Passage provided:
— begin —
Initial results from a new online survey designed to measure IT effectiveness at small businesses shows almost one in four respondents score a “D” or “F” grade for their current IT solutions. According to the IT Effectiveness Index (ITEI) Mid-Year Report, another 37 percent of small businesses are barely maintaining their IT operations, scoring only a “C” grade. The report, based on surveying hundreds of small businesses, further reveals that these companies are falling further behind as economic pressures have forced nearly half of the respondents to reduce, delay or cancel critical IT investments.
The ITEI program offers a free online benchmarking tool for small businesses to audit their IT effectiveness, and explore best practices and affordable options and alternatives for improving or maintaining effective IT standards. In addition, the ITEI will begin providing survey participants with free peer comparisons based on company size and industry. The free online survey and tool can be found at www.iteffectivenessindex.com. “The results to date indicate that many small businesses are falling behind when it comes to implementing accepted best practices for IT operations and management,” according to Steven Kahan of The Planet, one of a consortium of sponsors behind ITEI.
— end —
Work to do:
a) Decide whether each statement agrees with the passage on small-business IT. Answer yes or no for each, and quote the words from the passage that decide it.
(i) Thirty-seven percent of small businesses scored a "C" grade.
(ii) Small businesses must pay to use the ITEI benchmarking tool.
(iii) The Planet is the only sponsor of ITEI.
b) According to the passage on small-business IT, what forced nearly half of the respondents to reduce, delay or cancel critical IT investments?
c) Set down the passage on small-business IT word for word, starting at "The ITEI program" and ending at "sponsors behind ITEI.".

Dataset extract:
— begin —
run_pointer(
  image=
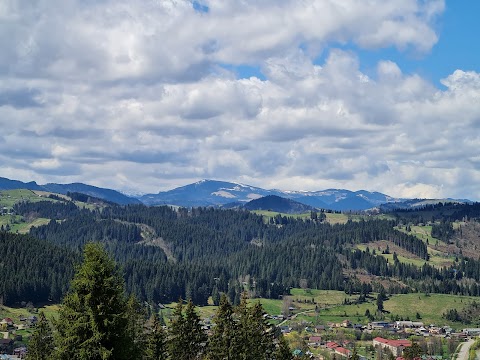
— end —
Results of the exercise:
a)
(i) Yes: "another 37 percent of small businesses are barely maintaining their IT operations, scoring only a “C” grade"
(ii) No: "The ITEI program offers a free online benchmarking tool for small businesses"
(iii) No: "Steven Kahan of The Planet, one of a consortium of sponsors behind ITEI"

b) Economic pressures.

c)
The ITEI program offers a free online benchmarking tool for small businesses to audit their IT effectiveness, and explore best practices and affordable options and alternatives for improving or maintaining effective IT standards. In addition, the ITEI will begin providing survey participants with free peer comparisons based on company size and industry. The free online survey and tool can be found at www.iteffectivenessindex.com. “The results to date indicate that many small businesses are falling behind when it comes to implementing accepted best practices for IT operations and management,” according to Steven Kahan of The Planet, one of a consortium of sponsors behind ITEI.